Zu lösende Aufgabe | Ersetzen Sie in den folgenden Zeilen „innermost point“ durch „central point“ und geben Sie die Zeilen sonst unverändert wieder. Dies gilt für sämtliche Einträge.

..........

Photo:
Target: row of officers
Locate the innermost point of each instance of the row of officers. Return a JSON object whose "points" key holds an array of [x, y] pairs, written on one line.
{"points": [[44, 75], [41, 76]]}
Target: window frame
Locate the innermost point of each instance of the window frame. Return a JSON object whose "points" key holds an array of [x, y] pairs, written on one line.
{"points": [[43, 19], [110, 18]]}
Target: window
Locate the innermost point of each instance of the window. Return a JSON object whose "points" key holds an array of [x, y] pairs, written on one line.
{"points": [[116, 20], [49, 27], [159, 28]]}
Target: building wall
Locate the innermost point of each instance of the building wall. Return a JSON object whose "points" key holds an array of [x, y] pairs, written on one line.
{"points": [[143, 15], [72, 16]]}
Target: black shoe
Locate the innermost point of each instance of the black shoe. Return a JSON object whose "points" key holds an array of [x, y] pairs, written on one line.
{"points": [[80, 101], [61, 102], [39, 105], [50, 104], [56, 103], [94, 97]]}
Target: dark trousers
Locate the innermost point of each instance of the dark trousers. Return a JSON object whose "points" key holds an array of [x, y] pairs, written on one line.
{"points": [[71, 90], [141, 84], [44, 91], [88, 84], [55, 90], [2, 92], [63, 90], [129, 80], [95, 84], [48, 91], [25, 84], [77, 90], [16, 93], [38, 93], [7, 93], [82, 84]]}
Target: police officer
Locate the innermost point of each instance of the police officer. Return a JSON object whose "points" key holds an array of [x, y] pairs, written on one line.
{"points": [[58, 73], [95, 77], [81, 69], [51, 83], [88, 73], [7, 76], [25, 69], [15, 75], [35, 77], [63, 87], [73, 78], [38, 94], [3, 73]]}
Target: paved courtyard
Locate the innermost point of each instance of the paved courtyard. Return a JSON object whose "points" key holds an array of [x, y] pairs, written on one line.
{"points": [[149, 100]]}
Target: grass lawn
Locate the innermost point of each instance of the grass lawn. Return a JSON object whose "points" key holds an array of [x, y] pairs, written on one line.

..........

Endgültige Antwort |
Photo:
Target: row of officers
Locate the central point of each instance of the row of officers. Return a JSON object whose "points" key holds an array of [x, y] pairs, written on one line.
{"points": [[44, 75], [41, 76]]}
Target: window frame
Locate the central point of each instance of the window frame. Return a JSON object whose "points" key holds an array of [x, y] pairs, written on one line.
{"points": [[43, 19], [110, 18]]}
Target: window
Locate the central point of each instance of the window. Return a JSON object whose "points" key holds an array of [x, y] pairs, written on one line.
{"points": [[116, 20], [49, 27], [159, 28]]}
Target: building wall
Locate the central point of each instance of the building wall. Return a JSON object whose "points" key holds an array of [x, y] pairs, written on one line.
{"points": [[143, 15], [72, 16]]}
Target: black shoe
Locate the central point of each instance of the black shoe. Return a JSON object whose "points" key holds an array of [x, y] pairs, written on one line.
{"points": [[80, 101], [61, 102], [39, 105], [50, 104], [56, 103], [94, 97]]}
Target: dark trousers
Locate the central point of each instance of the dark trousers. Return a JSON object whose "points" key holds an array of [x, y] pairs, written on one line.
{"points": [[71, 90], [141, 84], [44, 91], [88, 84], [55, 90], [2, 92], [63, 90], [129, 80], [95, 84], [48, 91], [25, 84], [77, 90], [16, 93], [38, 93], [7, 93], [82, 84]]}
Target: police officer
Locate the central point of each instance of the police officer. Return a JSON object whose "points" key holds an array of [x, y] pairs, written on one line.
{"points": [[58, 73], [95, 77], [81, 69], [51, 83], [88, 73], [7, 76], [25, 69], [15, 75], [35, 77], [63, 87], [73, 78], [38, 94], [3, 73]]}
Target: paved courtyard
Locate the central point of each instance of the paved courtyard. Return a JSON object whose "points" key holds an array of [x, y] pairs, written on one line.
{"points": [[149, 100]]}
Target: grass lawn
Locate the central point of each instance of the grass lawn. Return a JSON object whose "points" key holds an array of [x, y] pairs, written on one line.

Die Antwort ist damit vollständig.